PROBLEM TO WORK ON:
Rewrite only the lines between the one holding "Place a point on every instance of the man's" and the one holding "pixel 730 250", inclusive, requests and all. Offset every coordinate in the answers by -120, and leave the requests and their sample coordinates as they are.
— START OF INPUT RECORDS —
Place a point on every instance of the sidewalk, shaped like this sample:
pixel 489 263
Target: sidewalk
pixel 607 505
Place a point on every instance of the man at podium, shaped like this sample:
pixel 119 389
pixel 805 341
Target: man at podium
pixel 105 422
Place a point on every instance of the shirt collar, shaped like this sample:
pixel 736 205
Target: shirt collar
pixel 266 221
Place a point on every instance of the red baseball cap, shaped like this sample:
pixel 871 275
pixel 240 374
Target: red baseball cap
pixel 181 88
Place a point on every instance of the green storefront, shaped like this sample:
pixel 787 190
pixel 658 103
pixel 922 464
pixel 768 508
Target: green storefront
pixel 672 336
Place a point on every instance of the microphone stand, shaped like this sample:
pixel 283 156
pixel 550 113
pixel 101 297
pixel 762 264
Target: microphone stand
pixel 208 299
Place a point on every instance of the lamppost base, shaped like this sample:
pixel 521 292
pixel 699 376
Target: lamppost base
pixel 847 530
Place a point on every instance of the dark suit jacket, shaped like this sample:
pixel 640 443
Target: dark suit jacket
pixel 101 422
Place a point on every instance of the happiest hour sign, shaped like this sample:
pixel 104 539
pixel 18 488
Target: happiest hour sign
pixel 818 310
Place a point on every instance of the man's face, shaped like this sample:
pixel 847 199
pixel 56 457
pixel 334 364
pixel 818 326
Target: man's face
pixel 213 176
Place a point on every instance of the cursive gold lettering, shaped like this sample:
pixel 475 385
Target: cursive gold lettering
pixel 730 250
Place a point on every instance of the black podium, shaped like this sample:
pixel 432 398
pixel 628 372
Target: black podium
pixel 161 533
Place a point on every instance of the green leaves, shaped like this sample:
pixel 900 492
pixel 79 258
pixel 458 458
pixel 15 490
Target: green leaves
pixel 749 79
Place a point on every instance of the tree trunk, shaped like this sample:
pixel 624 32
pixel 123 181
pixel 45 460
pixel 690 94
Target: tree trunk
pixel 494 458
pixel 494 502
— END OF INPUT RECORDS —
FINISHED EXERCISE:
Place a point on every instance of the man's face, shaped like this sample:
pixel 847 199
pixel 56 457
pixel 334 364
pixel 818 326
Target: man's face
pixel 93 56
Place a point on every instance of the cursive gold lettering, shaped like this sample:
pixel 475 385
Target: cursive gold lettering
pixel 610 130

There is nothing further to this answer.